◆ Supplied information
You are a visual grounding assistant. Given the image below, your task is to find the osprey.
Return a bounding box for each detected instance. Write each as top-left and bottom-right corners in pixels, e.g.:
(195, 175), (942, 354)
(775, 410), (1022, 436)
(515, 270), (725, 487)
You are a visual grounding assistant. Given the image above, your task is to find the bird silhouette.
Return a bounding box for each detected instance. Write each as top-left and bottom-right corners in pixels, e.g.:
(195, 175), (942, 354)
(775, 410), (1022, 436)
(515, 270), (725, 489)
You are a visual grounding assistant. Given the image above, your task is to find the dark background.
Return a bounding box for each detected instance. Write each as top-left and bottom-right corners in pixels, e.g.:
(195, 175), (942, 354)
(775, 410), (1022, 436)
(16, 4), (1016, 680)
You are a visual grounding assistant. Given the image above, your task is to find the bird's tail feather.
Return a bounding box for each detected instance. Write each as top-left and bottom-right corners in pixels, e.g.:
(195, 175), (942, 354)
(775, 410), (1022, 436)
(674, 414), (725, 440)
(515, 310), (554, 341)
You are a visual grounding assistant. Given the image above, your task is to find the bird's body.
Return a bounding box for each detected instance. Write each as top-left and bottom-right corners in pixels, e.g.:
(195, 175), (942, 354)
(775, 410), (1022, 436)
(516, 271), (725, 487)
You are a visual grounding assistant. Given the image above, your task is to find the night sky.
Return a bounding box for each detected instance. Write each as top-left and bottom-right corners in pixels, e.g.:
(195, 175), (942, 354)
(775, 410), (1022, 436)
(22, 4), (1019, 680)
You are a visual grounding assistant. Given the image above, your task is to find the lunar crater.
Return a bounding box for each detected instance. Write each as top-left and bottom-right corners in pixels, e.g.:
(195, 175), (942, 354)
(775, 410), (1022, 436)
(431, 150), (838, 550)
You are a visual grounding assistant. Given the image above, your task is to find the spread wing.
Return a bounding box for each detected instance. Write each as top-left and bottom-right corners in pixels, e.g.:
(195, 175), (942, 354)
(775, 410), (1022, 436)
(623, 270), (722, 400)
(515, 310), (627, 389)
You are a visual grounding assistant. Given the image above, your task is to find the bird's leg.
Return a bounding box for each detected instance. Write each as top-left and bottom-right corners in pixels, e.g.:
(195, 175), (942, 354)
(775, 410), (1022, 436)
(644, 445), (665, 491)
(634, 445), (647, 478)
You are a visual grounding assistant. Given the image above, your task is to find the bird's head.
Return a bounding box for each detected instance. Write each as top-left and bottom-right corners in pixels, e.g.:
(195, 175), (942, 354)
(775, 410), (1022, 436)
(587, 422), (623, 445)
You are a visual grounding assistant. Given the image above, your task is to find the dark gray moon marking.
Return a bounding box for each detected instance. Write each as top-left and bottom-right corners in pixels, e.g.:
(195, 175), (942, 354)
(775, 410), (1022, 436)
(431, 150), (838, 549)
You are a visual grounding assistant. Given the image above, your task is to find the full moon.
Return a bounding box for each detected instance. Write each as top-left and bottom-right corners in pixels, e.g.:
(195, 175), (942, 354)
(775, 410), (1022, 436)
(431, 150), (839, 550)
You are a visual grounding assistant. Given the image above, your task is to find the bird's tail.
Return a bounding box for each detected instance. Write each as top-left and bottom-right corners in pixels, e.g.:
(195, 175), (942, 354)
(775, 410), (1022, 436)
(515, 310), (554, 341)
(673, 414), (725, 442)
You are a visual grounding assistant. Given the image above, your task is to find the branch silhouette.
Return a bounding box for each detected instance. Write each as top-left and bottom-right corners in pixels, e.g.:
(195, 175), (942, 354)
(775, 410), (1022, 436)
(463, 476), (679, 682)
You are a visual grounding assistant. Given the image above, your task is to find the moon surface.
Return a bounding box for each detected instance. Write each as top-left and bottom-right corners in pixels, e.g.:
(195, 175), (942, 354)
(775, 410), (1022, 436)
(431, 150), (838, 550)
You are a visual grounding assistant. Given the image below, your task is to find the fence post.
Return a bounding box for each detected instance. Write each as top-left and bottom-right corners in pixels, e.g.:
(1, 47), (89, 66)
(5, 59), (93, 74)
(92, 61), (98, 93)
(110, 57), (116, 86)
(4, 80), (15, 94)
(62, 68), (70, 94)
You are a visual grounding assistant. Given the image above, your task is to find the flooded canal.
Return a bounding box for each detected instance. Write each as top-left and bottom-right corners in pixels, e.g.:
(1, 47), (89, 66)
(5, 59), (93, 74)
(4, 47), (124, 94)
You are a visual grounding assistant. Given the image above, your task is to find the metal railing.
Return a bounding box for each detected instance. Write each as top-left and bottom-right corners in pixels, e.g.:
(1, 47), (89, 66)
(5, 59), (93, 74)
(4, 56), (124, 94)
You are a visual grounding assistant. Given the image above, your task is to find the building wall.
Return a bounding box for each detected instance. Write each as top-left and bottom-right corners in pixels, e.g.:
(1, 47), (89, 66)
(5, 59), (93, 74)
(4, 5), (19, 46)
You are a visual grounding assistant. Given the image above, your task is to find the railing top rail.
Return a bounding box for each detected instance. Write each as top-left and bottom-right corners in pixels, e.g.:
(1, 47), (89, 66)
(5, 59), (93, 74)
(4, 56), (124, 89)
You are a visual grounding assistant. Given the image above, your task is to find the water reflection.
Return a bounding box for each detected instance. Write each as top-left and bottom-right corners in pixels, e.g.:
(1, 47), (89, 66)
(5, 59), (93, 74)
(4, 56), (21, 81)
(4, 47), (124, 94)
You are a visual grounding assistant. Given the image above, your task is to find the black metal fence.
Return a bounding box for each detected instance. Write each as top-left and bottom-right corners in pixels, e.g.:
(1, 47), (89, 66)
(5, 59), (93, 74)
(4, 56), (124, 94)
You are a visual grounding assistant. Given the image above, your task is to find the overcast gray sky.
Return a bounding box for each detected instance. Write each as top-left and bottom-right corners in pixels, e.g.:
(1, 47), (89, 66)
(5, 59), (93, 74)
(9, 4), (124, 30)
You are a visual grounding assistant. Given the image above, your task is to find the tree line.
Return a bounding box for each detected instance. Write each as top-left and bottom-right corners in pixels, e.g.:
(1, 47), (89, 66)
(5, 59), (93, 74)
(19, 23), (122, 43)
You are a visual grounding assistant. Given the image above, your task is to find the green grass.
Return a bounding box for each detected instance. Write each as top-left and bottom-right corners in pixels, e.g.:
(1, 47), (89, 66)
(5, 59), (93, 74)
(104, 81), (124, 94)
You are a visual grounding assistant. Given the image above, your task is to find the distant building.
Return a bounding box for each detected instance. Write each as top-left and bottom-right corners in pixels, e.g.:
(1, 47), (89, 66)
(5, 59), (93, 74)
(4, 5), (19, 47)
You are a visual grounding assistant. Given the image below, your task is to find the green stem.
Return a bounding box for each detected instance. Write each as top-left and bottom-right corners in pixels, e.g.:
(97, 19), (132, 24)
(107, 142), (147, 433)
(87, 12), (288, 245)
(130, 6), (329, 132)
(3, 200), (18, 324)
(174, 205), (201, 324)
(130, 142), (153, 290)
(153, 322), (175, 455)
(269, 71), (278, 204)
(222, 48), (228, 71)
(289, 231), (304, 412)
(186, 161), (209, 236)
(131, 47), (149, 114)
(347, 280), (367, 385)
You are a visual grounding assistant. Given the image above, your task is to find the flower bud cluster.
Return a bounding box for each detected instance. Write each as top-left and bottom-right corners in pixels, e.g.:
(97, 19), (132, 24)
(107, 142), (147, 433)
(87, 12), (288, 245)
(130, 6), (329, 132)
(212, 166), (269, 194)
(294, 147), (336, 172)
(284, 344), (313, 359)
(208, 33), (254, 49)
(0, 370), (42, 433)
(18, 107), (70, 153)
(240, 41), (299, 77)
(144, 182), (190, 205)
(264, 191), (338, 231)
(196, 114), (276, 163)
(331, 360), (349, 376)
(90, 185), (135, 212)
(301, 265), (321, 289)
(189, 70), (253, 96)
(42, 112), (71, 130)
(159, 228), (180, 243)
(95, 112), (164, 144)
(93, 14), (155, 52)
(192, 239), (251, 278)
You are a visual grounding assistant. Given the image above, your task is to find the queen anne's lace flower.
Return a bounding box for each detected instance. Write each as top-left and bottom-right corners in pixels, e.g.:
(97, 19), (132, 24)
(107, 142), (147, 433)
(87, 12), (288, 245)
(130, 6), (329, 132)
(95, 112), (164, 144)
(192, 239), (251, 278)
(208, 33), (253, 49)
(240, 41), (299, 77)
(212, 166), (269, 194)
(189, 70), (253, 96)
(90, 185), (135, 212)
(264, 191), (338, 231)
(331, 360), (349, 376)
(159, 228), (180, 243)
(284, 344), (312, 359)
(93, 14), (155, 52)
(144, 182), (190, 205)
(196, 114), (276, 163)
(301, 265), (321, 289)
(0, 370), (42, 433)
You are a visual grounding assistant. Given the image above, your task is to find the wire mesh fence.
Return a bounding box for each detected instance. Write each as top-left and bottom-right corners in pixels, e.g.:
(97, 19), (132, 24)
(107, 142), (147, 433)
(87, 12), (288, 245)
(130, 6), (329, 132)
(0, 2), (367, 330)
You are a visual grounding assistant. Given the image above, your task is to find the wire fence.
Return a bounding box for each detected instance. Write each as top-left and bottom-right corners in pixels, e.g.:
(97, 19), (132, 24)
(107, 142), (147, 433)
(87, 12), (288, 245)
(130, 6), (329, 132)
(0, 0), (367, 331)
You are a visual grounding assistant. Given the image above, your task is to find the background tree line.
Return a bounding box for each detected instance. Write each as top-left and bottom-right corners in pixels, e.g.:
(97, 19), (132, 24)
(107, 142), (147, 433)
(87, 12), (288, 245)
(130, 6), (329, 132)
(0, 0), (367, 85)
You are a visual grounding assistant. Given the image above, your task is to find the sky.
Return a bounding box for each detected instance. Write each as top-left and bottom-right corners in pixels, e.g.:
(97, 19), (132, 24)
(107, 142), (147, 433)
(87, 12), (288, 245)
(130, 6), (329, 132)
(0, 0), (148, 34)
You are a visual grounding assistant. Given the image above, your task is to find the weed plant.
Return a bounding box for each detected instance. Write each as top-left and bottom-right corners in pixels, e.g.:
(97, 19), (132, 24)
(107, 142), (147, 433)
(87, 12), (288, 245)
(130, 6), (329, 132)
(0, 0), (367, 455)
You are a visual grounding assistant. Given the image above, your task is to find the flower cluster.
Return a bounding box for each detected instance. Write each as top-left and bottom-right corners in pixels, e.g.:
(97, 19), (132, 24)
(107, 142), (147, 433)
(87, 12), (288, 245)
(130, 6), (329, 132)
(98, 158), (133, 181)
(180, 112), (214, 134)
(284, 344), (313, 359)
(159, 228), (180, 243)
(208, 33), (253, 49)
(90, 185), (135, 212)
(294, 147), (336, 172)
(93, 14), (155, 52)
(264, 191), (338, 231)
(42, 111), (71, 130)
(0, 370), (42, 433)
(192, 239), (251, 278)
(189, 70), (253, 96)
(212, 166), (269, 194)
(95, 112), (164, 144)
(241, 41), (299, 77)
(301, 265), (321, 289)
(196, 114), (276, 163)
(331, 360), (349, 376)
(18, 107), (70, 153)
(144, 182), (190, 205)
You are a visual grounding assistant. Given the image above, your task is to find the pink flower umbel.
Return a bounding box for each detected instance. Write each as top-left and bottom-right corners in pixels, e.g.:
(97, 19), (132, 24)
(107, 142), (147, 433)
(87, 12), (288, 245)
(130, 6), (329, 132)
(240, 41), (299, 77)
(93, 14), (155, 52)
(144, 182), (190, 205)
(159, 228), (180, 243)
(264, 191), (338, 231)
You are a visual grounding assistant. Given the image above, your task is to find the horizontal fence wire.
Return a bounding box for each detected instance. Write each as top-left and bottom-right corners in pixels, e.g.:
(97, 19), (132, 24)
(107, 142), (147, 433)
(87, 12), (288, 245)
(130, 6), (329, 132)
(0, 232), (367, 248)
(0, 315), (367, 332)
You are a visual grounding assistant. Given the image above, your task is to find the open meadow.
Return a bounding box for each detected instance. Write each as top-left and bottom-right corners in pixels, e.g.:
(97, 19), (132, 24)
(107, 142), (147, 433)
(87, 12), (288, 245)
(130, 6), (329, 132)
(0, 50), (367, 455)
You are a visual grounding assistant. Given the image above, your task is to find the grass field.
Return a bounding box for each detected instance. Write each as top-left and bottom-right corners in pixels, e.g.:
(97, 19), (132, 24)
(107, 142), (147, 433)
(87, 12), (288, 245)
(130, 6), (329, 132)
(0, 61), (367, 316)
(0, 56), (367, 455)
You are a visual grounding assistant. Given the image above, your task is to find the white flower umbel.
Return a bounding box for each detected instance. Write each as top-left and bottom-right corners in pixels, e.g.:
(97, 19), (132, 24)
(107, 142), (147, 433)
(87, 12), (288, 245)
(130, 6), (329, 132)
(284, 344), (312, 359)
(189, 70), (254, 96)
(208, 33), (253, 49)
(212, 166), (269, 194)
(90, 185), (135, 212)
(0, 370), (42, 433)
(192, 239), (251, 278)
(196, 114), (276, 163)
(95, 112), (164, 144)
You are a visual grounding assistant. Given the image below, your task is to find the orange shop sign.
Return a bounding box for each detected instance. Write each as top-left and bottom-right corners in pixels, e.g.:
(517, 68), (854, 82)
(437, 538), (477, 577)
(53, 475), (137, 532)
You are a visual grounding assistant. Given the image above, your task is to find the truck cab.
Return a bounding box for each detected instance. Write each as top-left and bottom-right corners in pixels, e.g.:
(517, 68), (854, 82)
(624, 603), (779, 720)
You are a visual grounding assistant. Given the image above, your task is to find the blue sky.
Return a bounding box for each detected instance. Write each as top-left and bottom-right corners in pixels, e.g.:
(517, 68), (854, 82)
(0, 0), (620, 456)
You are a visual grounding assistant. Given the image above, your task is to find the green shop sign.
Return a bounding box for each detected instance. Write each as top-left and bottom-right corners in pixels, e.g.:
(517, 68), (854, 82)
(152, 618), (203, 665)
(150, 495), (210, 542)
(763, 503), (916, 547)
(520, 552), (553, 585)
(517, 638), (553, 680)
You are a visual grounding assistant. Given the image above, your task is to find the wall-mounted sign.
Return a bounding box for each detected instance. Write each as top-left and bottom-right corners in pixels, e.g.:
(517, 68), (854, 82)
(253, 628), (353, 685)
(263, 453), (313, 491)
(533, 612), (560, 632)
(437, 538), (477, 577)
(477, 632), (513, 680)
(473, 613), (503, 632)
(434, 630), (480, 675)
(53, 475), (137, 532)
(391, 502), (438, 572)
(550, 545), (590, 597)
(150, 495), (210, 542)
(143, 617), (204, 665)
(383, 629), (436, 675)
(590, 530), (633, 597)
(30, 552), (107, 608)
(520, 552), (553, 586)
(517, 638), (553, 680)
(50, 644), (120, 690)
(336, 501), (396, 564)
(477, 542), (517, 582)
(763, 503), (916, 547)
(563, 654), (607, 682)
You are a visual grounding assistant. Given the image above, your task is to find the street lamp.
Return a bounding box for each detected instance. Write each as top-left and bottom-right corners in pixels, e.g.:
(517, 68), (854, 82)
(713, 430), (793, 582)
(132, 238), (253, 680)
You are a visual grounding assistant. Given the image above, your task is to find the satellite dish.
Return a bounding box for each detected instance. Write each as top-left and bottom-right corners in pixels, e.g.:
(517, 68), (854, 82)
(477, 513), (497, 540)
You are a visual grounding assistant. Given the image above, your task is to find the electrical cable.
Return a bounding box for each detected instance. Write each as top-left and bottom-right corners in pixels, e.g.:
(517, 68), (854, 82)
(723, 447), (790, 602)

◆ Aim
Pick out and copy every line of the records above that contains the word "flower". Case counts, so only matches with the same capitalization qualify.

◆ The solution
You are a visual grounding assistant. Given the image above, your task is to find the flower bud cluster.
You are a visual grounding assistant. Given the image above, your task is to find the queen anne's lace flower.
You are a visual grounding assistant. Given the image above, your task is to find the flower cluster.
You are a visual grounding assistant. Given the image above, your task is to find the pink flower umbel.
You are a visual grounding assistant. Given the image above, your task is to find the white flower umbel.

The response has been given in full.